(Detection annotation records)
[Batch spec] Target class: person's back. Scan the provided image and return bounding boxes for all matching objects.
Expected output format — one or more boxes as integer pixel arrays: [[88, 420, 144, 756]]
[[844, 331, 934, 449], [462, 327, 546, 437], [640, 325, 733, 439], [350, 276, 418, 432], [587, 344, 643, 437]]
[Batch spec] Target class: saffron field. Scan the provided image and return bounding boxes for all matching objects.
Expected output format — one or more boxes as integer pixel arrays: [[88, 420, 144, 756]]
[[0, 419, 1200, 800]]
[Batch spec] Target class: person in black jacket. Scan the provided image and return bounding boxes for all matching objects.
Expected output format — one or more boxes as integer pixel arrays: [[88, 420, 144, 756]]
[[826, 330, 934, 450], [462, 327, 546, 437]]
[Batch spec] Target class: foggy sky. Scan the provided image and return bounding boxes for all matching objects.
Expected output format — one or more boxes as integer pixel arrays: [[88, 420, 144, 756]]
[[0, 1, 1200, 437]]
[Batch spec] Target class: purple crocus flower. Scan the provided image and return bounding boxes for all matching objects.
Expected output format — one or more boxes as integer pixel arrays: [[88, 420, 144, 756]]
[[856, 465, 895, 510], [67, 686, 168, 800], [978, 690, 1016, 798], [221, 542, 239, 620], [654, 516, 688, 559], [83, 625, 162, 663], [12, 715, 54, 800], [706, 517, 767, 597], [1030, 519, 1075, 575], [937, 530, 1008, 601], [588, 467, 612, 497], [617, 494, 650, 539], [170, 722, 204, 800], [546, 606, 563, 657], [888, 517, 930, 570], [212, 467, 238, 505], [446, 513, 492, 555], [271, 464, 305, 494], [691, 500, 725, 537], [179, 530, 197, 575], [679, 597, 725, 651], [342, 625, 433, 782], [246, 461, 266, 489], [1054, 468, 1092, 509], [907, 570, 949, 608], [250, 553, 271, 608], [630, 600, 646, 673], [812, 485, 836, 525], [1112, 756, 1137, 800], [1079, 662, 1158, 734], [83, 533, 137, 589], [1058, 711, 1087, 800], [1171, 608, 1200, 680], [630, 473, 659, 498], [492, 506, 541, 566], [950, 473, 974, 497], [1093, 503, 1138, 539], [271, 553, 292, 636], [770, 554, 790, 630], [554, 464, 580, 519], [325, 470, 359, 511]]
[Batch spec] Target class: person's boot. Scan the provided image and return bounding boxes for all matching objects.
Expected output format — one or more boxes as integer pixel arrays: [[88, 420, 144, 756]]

• **INSTRUCTIONS FOR THE TASK**:
Copy out the material from the line that has "[Batch spec] Target class: foggy" through the line that has "[[0, 1, 1200, 437]]", keeping every line. Scale each bounding-box coordinate in the answer by 0.3 and round it to a whole number, with halves rounded up, leaving all other numbers unchanged.

• **TASK RESPONSE**:
[Batch spec] Target class: foggy sky. Scan the provided image and return bounding boxes for all matching objects.
Expected output format — one or more boxes as integer pixel arrays: [[88, 420, 144, 756]]
[[0, 0, 360, 131]]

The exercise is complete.